▶ **TASK DETAILS**
From the reproducibility table below for the VIGC paper, list every reproducibility variable whose result is "No".

▶ **TEXT FOR ANALYSIS**

=== Begin Enclosure ===

VIGC: Visual Instruction Generation and Correction
Authors: Bin Wang, Fan Wu, Xiao Han, Jiahui Peng, Huaping Zhong, Pan Zhang, Xiaoyi Dong, Weijia Li, Wei Li, Jiaqi Wang, Conghui He
AAAI 2024 | Conference PDF | Archive PDF | Plain Text | LLM Run Details
| Reproducibility Variable | Result | LLM Response |
|---|---|---|
| Research Type | Experimental | Experimental results demonstrate that VIGC not only compensates for the shortcomings of language-only data generation methods, but also effectively enhances the benchmark performance. |
| Researcher Affiliation | Collaboration | Bin Wang*1, Fan Wu*1, Xiao Han*1, Jiahui Peng*1, Huaping Zhong*2, Pan Zhang1, Xiaoyi Dong1,3, Weijia Li4, Wei Li1, Jiaqi Wang1, Conghui He 1, 1Shanghai Artificial Intelligence Laboratory, 2Sense Time Research, 3The Chinese University of Hong Kong, 4Sun Yat-sen University |
| Pseudocode | No | The paper describes the framework and its processes textually and with diagrams, but it does not contain any structured pseudocode or algorithm blocks. |
| Open Source Code | Yes | The models, datasets, and code are available at https://opendatalab.github.io/VIGC. |
| Open Datasets | Yes | We trained the VIGC network using two types of visual-language instruction fine-tuning data. The first type, represented by the LLaVA dataset (Liu et al. 2023b), is manually curated and combined with language-only GPT-4 (Open AI 2023b) for multimodal models. It includes 150K training samples... The second type of data is multimodal instruction fine-tuning data derived from publicly available image-text datasets. Specifically, we used OKVQA (Marino et al. 2019) and A-OKVQA (Schwenk et al. 2022) datasets, as utilized in Instruct BLIP (Dai et al. 2023), for VIGC training. |
| Dataset Splits | No | The training is conducted throughout 10 epochs, with the model’s performance being validated after each epoch. The model that demonstrates the best performance is subsequently selected for data generation. |
| Hardware Specification | Yes | The entire training process, executed on 8 A100 (80GB) GPUs, completes in approximately 10 hours. |
| Software Dependencies | No | The paper mentions software components like 'Vicuna7B and Vicuna13B', 'BLIP2-Flan T5XXL', and 'EVA-CLIP' but does not specify their version numbers or any other software dependencies with specific versions (e.g., Python, PyTorch versions). |
| Experiment Setup | Yes | In terms of batch sizes, we utilize 64 for both 7B and 13B models. The entire training process, executed on 8 A100 (80GB) GPUs, completes in approximately 10 hours. The training is conducted throughout 10 epochs, with the model’s performance being validated after each epoch. |

=== End Enclosure ===

▶ **DATA UNDER STUDY**

=== Begin Enclosure ===

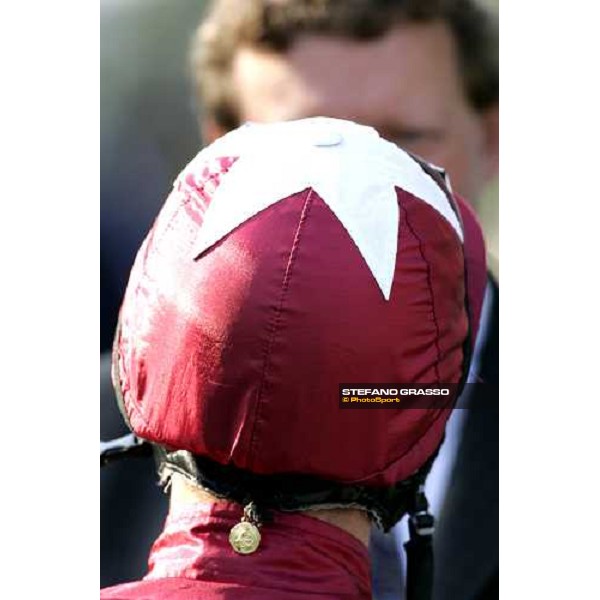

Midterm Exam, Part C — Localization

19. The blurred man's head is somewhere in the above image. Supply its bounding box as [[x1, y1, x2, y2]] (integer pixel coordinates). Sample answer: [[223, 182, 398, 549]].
[[194, 0, 498, 200]]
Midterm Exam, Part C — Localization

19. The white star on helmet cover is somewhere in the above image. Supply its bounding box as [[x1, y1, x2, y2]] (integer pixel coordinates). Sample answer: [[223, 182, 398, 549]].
[[193, 117, 463, 300]]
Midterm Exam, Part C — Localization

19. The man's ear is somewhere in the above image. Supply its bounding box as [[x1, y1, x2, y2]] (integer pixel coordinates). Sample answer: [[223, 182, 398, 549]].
[[481, 104, 500, 182], [200, 117, 227, 146]]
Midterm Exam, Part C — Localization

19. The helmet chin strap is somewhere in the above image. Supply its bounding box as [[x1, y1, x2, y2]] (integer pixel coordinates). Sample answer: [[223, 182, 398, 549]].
[[100, 433, 152, 467], [404, 485, 435, 600]]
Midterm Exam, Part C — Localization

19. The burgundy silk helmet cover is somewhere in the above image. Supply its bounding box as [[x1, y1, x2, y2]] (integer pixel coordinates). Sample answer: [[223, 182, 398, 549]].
[[114, 118, 485, 486]]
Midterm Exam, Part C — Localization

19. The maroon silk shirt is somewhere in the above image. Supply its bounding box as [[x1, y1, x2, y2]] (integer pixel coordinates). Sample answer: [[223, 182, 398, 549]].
[[100, 502, 371, 600]]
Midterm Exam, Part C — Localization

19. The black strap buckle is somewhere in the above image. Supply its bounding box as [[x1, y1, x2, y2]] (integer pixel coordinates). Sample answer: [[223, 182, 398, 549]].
[[100, 433, 152, 467]]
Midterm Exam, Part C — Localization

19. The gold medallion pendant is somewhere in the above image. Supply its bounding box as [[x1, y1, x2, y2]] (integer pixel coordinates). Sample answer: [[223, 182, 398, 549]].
[[229, 521, 260, 554], [229, 502, 261, 554]]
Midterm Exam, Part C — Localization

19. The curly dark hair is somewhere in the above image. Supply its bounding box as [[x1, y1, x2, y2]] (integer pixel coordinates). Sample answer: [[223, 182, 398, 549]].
[[191, 0, 498, 130]]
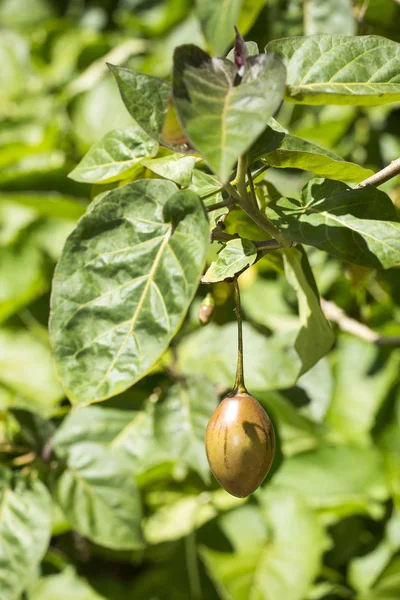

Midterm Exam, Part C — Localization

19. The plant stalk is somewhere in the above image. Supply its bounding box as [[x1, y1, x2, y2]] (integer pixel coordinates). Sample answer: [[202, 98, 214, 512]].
[[233, 277, 247, 394]]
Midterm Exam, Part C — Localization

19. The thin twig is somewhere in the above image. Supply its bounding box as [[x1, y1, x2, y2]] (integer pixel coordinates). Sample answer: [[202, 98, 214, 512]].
[[321, 298, 400, 346], [233, 276, 247, 394], [355, 158, 400, 189], [206, 197, 236, 212]]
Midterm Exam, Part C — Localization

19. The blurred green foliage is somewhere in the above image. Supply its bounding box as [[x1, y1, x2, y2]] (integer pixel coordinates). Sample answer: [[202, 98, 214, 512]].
[[0, 0, 400, 600]]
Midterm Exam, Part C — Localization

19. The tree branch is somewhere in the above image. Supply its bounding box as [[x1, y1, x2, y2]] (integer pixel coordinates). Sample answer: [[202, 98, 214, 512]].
[[321, 298, 400, 346], [355, 158, 400, 189]]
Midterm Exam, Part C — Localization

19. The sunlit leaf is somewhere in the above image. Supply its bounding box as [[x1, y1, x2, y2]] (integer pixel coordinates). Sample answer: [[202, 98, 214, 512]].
[[273, 446, 388, 520], [0, 467, 51, 600], [266, 34, 400, 106], [54, 442, 142, 550], [50, 180, 209, 404], [202, 490, 326, 600], [266, 179, 400, 269], [69, 126, 158, 183], [173, 45, 285, 182], [154, 379, 217, 481], [202, 238, 257, 283]]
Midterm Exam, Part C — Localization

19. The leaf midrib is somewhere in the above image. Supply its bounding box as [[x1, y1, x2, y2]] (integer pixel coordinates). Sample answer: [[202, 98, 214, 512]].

=== End Enclosure ===

▶ **ANSWER BOX**
Pseudocode, Dataset Splits, Software Dependencies